SELECTED TEXT:
Large language models (LLMs) have attracted significant interest in automated clinical coding but early data show that LLMs are highly error-prone when mapping medical codes.

In the study, published in the online issue of NEJM AI, researchers at the Icahn School of Medicine at Mount Sinai emphasised the necessity for refinement and validation of these technologies before considering clinical implementation.

They evaluated models from OpenAI, Google and Meta such as GPT-3.5, GPT-4, Gemini Pro, and Llama2-70b Chat performance and error patterns when querying medical billing codes.

The study extracted a list of more than 27,000 unique diagnosis and procedure codes from 12 months of routine care in the Mount Sinai Health System, while excluding identifiable patient data.

The investigation showed limited accuracy (below 50 per cent) in reproducing the original medical codes, highlighting a significant gap in their usefulness for medical coding. GPT-4 demonstrated the best performance, with the highest exact match rates for International Classification of Diseases, 9th edition, Clinical Modification (ICD-9-CM) (45.9 per cent), ICD-10-CM (33.9 per cent), and CPT codes (49.8 per cent).

GPT-4 also produced the highest proportion of incorrectly generated codes that still conveyed the correct meaning.

Large number of errors remain

For example, when given the ICD-9-CM description “nodular prostate without urinary obstruction,” GPT-4 generated a code for “nodular prostate,” showcasing its comparatively nuanced understanding of medical terminology.

However, even considering these technically correct codes, an unacceptably large number of errors remained.

The next best-performing model, GPT-3.5, had the greatest tendency toward being vague. It had the highest proportion of incorrectly generated codes that were accurate but more general in nature compared to the precise codes.

In this case, when provided with the ICD-9-CM description “unspecified adverse effect of anaesthesia,” GPT-3.5 generated a code for “other specified adverse effects, not elsewhere classified.”

“Our findings underscore the critical need for rigorous evaluation and refinement before deploying AI technologies in sensitive operational areas like medical coding,” study corresponding author Ali Soroush, MD, MS, Assistant Professor of Data-Driven and Digital Medicine (D3M), and Medicine (Gastroenterology), at Icahn Mount Sinai, said. “While AI holds great potential, it must be approached with caution and ongoing development to ensure its reliability and efficacy in health care.”

Additional refinement needed

One potential application for these models in the healthcare industry, say the investigators, is automating the assignment of medical codes for reimbursement and research purposes based on clinical text.

“Previous studies indicate that newer large language models struggle with numerical tasks. However, the extent of their accuracy in assigning medical codes from clinical text had not been thoroughly investigated across different models,” co-senior author Eyal Klang, MD, Director of the D3M’s Generative AI Research Program, said.

“Therefore, we aimed to assess whether these models could effectively perform the fundamental task of matching a medical code to its corresponding official text description.”

The study authors proposed that integrating LLMs with expert knowledge could automate medical code extraction, potentially enhancing billing accuracy and reducing administrative costs in health care. 

“This study sheds light on the current capabilities and challenges of AI in health care, emphasising the need for careful consideration and additional refinement before widespread adoption,” co-senior author Girish Nadkarni, MD, MPH, Irene and Dr. Arthur M. Fishberg Professor of Medicine at Icahn Mount Sinai, Director of The Charles Bronfman Institute of Personalized Medicine, and System Chief of D3M, said.

The researchers caution that the study’s artificial task may not fully represent real-world scenarios where LLM performance could be worse.

Next, the research team plans to develop tailored LLM tools for accurate medical data extraction and billing code assignment, aiming to improve quality and efficiency in healthcare operations.

SUPPLIED DATA:
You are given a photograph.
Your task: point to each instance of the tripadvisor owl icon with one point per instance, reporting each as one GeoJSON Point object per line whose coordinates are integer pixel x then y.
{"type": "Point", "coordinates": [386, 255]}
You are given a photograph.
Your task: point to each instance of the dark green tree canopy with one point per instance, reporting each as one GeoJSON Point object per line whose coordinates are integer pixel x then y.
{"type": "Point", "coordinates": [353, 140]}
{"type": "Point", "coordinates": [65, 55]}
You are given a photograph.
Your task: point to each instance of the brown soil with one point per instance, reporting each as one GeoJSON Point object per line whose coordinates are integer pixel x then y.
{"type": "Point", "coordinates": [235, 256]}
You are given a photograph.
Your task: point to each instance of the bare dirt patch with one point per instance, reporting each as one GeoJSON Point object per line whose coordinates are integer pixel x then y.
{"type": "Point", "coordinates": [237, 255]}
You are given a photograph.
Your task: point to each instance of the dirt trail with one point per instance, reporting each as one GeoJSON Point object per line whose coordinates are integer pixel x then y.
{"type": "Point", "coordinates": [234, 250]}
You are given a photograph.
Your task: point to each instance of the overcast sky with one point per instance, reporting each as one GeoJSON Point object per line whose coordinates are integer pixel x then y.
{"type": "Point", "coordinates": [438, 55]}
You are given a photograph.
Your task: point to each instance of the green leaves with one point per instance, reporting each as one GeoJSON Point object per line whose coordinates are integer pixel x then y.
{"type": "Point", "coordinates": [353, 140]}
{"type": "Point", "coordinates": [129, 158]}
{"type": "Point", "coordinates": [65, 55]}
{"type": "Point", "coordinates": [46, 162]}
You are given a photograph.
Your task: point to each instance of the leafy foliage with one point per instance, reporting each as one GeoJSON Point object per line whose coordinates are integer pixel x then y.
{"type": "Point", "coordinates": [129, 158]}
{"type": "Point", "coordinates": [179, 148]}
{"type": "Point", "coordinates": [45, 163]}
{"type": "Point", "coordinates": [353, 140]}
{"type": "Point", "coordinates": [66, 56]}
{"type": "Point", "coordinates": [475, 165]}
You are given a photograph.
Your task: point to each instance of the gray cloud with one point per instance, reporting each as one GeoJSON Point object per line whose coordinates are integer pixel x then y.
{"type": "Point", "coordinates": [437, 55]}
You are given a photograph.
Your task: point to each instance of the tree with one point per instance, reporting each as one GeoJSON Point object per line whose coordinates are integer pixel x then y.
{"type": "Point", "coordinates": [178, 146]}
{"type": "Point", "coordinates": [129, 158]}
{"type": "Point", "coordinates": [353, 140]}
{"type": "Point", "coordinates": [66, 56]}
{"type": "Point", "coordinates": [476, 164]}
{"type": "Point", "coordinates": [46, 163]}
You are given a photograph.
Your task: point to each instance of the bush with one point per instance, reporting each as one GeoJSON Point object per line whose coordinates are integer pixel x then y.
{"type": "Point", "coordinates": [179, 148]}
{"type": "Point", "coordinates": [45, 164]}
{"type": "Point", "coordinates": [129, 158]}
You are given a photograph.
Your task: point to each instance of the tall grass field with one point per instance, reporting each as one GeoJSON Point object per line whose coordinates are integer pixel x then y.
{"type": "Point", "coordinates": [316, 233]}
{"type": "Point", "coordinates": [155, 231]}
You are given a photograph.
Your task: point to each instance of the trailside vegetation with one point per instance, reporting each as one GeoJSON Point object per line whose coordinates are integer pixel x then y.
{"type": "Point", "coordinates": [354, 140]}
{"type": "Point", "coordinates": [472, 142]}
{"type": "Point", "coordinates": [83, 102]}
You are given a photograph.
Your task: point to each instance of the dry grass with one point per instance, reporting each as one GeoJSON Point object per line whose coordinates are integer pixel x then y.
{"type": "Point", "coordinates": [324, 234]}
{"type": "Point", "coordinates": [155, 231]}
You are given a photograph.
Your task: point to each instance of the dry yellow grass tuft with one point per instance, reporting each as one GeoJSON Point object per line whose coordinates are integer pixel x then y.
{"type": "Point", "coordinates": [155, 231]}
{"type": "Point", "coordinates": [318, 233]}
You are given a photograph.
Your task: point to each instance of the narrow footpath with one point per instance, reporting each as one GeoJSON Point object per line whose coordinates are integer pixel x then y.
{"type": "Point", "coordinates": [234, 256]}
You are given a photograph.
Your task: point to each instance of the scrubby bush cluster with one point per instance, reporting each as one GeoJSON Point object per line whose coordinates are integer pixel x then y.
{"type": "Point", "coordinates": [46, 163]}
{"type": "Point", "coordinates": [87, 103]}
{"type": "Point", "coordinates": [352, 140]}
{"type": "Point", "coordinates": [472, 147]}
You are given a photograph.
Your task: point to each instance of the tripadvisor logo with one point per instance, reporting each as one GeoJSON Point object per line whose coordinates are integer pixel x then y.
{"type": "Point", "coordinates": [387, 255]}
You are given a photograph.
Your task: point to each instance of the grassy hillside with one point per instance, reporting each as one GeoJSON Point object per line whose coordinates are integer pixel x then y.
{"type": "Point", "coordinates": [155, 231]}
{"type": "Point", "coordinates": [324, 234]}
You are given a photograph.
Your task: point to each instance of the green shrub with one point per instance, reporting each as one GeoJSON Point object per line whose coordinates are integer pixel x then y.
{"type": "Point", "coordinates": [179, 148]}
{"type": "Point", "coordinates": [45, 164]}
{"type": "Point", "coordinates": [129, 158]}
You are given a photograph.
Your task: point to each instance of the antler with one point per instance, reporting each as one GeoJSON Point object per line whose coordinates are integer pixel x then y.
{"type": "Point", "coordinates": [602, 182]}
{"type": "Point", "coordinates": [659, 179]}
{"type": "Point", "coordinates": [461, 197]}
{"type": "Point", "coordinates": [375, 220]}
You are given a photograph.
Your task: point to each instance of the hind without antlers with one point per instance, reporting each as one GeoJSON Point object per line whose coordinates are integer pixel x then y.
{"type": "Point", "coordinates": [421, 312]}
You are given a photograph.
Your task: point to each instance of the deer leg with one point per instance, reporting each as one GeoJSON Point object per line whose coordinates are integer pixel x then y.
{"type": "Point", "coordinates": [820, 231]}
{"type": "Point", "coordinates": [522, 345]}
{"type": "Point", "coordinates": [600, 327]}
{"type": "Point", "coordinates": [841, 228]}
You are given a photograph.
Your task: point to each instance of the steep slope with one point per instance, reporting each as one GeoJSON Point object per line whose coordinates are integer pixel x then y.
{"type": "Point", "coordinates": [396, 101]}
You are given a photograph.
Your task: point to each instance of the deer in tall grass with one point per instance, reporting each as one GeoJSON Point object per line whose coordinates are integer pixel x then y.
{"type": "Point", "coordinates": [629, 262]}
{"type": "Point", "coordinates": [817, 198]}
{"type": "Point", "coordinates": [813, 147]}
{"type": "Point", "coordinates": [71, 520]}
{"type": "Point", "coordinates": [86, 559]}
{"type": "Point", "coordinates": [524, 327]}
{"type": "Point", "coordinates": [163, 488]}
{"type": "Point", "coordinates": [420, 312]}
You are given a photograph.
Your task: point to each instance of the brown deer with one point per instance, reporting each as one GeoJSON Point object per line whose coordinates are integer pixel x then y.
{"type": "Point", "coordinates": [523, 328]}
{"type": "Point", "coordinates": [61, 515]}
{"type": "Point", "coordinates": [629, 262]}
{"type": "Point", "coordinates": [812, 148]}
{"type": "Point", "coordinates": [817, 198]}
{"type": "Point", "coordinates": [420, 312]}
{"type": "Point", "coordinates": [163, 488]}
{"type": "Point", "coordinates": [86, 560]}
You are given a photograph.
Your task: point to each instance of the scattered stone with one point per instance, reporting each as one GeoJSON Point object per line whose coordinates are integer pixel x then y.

EXERCISE REQUIREMENTS:
A – From the article on AI medical coding, output everything from "They evaluated models from" down to "the correct meaning." without any changes.
B – Translate this sentence from the article on AI medical coding into Spanish: "The researchers caution that the study’s artificial task may not fully represent real-world scenarios where LLM performance could be worse."

SOLUTIONS BELOW:
A –
They evaluated models from OpenAI, Google and Meta such as GPT-3.5, GPT-4, Gemini Pro, and Llama2-70b Chat performance and error patterns when querying medical billing codes.

The study extracted a list of more than 27,000 unique diagnosis and procedure codes from 12 months of routine care in the Mount Sinai Health System, while excluding identifiable patient data.

The investigation showed limited accuracy (below 50 per cent) in reproducing the original medical codes, highlighting a significant gap in their usefulness for medical coding. GPT-4 demonstrated the best performance, with the highest exact match rates for International Classification of Diseases, 9th edition, Clinical Modification (ICD-9-CM) (45.9 per cent), ICD-10-CM (33.9 per cent), and CPT codes (49.8 per cent).

GPT-4 also produced the highest proportion of incorrectly generated codes that still conveyed the correct meaning.

B – Los investigadores advierten que la tarea artificial del estudio podría no representar plenamente los escenarios del mundo real en los que el rendimiento de los LLM podría ser peor.